ASSIGNMENT: Pick each line containing "dining" out of the records.

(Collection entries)
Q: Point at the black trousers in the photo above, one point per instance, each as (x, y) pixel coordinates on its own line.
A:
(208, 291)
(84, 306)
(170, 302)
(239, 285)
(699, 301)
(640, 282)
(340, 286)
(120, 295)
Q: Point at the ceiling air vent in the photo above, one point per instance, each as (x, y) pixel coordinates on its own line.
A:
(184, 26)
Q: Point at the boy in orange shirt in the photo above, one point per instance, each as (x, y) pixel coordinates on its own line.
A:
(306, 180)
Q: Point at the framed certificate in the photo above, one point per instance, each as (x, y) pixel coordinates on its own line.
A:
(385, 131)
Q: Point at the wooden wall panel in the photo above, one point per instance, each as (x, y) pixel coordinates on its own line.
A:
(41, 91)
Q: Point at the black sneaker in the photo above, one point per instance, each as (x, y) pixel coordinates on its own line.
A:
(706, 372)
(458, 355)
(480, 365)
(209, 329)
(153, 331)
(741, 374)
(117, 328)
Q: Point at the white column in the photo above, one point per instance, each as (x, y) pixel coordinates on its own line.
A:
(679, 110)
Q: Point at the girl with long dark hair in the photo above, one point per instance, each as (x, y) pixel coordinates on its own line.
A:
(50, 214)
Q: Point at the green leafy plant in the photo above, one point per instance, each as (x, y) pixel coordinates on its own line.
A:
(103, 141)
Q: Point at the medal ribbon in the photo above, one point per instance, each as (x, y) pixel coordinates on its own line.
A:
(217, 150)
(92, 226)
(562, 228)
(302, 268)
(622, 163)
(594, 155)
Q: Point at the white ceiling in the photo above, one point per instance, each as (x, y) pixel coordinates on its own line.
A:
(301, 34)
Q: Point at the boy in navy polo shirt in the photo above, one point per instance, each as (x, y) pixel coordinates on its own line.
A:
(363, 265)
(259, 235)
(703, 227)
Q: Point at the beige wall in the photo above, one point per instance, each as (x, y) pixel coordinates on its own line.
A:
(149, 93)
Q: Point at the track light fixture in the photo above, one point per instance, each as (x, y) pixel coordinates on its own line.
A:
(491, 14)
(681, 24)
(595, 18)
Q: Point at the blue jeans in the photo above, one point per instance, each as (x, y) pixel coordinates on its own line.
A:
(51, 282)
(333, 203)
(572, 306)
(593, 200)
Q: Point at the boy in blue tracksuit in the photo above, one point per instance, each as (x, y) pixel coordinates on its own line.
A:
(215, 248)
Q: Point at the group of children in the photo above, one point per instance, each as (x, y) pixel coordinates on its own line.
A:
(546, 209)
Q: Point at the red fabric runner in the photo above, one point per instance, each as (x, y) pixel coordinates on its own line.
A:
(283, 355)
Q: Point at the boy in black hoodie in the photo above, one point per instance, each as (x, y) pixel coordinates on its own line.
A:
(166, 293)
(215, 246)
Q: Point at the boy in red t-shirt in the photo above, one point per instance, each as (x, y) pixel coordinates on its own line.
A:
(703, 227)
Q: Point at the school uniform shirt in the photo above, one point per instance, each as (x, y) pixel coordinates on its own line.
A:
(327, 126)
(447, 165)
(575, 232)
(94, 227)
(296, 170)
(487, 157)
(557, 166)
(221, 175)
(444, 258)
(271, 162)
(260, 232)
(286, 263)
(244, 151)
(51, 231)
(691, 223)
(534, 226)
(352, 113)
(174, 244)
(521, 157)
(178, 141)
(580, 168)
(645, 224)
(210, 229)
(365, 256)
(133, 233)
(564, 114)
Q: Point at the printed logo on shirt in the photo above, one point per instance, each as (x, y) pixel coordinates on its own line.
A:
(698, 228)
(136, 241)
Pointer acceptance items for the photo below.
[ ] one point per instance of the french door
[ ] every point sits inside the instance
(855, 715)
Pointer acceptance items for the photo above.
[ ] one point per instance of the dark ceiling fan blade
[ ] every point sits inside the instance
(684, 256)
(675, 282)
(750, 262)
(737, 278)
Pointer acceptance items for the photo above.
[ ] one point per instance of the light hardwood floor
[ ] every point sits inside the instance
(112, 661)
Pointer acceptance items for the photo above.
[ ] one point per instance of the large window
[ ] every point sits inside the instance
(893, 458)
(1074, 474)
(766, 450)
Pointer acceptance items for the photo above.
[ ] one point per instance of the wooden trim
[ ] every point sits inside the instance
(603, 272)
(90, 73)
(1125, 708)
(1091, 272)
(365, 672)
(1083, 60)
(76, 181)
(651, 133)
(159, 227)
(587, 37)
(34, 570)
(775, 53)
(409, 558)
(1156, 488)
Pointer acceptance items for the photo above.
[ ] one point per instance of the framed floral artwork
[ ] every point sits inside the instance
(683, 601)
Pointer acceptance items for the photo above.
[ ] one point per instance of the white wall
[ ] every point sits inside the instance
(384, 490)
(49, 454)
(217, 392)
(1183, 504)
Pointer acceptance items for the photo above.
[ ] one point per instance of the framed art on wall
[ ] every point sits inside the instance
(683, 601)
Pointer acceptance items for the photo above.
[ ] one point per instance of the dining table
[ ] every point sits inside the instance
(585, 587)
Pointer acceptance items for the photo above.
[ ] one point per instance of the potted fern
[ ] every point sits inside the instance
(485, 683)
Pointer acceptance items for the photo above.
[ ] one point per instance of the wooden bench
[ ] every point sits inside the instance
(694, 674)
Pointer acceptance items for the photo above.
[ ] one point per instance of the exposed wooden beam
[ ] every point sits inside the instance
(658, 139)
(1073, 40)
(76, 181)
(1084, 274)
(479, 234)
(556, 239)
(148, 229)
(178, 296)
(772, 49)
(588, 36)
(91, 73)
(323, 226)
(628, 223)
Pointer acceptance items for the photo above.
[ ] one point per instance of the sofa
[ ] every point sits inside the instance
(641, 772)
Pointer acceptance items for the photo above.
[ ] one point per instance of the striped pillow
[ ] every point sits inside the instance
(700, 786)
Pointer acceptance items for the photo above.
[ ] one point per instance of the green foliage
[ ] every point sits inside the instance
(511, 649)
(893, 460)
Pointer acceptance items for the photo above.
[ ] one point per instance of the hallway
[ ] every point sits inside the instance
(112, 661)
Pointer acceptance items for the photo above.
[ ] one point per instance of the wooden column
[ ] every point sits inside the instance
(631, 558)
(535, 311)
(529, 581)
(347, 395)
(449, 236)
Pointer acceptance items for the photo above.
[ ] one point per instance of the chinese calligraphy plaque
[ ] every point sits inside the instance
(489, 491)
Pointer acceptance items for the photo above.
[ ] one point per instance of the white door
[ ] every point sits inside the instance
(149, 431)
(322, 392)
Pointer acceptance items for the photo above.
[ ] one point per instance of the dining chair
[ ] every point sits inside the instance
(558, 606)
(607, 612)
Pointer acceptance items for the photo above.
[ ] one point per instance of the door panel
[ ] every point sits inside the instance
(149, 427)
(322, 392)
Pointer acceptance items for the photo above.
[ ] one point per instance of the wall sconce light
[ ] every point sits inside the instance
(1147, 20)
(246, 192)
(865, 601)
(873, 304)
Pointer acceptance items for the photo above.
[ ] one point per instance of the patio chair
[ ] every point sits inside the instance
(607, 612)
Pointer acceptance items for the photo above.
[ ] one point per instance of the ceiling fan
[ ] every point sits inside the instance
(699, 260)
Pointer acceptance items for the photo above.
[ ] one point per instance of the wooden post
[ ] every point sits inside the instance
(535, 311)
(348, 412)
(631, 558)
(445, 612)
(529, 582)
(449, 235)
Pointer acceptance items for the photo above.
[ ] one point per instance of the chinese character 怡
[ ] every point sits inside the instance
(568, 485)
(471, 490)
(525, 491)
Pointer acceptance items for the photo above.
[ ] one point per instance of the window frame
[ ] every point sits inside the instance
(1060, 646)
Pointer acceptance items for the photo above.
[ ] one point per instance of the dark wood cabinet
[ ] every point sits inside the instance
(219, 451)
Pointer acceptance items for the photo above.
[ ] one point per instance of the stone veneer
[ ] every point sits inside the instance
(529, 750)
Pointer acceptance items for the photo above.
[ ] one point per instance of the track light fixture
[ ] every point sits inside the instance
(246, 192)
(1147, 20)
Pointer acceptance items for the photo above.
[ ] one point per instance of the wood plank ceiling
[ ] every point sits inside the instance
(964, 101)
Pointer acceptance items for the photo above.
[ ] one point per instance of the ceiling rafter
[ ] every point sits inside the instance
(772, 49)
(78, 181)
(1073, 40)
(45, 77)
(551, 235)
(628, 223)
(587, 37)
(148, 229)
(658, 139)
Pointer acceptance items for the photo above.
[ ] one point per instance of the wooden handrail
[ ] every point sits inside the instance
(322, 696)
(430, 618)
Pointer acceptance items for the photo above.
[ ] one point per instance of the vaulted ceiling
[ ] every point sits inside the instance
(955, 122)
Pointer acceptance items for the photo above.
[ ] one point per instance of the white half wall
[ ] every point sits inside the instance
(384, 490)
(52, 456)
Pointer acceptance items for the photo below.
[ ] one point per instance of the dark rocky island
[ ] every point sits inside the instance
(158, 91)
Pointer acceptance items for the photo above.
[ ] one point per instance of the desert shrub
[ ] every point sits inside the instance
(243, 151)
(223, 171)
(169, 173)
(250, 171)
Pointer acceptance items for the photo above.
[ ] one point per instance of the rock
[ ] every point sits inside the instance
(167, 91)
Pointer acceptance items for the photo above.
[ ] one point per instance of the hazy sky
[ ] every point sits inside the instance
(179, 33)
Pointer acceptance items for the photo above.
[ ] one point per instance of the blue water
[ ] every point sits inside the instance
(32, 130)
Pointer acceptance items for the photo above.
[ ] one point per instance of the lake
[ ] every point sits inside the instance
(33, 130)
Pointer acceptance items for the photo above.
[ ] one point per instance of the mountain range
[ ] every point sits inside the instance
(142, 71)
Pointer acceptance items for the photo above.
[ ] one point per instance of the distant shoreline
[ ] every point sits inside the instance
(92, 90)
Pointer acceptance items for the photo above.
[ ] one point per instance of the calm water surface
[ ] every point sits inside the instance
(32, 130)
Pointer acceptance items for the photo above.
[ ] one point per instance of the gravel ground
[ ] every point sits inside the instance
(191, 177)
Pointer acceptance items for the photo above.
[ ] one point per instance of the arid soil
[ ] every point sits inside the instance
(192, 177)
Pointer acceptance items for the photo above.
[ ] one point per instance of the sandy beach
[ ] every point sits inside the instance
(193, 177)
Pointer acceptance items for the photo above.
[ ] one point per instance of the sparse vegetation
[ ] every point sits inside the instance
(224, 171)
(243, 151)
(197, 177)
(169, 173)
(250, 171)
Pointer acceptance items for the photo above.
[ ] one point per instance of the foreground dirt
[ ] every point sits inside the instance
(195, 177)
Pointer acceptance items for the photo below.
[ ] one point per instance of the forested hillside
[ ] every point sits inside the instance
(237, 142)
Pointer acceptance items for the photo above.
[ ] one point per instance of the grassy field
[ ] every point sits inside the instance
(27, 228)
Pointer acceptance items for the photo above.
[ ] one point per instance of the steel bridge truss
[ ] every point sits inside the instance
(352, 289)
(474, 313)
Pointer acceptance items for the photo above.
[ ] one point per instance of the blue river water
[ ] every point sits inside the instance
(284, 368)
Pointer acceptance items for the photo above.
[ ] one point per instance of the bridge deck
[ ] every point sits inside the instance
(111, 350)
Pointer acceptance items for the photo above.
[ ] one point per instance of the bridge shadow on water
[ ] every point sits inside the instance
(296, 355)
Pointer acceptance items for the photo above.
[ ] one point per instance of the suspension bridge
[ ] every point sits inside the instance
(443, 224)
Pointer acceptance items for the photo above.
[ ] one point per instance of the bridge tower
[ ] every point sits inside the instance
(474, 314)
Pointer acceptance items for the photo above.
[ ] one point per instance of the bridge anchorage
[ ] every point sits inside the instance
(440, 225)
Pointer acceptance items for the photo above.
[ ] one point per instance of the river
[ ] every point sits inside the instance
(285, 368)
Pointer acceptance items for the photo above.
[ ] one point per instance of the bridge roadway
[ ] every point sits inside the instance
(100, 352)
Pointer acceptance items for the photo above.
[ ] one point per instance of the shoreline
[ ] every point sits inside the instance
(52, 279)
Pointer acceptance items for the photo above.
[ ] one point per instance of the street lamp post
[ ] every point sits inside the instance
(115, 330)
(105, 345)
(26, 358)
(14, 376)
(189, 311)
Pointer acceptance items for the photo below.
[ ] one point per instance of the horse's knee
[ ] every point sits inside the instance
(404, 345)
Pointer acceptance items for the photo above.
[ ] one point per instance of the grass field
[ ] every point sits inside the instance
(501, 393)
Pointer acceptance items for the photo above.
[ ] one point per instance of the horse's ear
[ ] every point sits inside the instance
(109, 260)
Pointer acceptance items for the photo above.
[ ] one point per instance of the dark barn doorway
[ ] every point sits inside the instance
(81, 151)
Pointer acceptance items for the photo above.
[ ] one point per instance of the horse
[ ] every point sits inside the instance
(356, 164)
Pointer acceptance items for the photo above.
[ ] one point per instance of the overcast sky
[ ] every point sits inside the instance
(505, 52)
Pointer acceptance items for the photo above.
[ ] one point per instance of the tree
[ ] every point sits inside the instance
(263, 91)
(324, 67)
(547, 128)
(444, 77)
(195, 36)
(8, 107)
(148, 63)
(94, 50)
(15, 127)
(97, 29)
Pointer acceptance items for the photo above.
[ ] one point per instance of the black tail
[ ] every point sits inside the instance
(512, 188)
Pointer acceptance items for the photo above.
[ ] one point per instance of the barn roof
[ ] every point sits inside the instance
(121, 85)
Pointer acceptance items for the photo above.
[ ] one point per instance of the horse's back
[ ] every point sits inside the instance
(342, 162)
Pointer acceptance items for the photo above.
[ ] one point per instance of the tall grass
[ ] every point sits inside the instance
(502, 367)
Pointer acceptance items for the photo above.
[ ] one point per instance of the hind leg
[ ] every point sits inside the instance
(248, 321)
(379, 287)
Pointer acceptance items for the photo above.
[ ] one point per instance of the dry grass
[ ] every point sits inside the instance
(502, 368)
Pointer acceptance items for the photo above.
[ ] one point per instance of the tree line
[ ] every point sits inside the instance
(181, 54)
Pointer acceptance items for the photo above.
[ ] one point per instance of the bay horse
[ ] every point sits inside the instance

ANSWER TO THE PROBLEM:
[ ] one point per instance of the dining table
[ ] one point per instance of the dining chair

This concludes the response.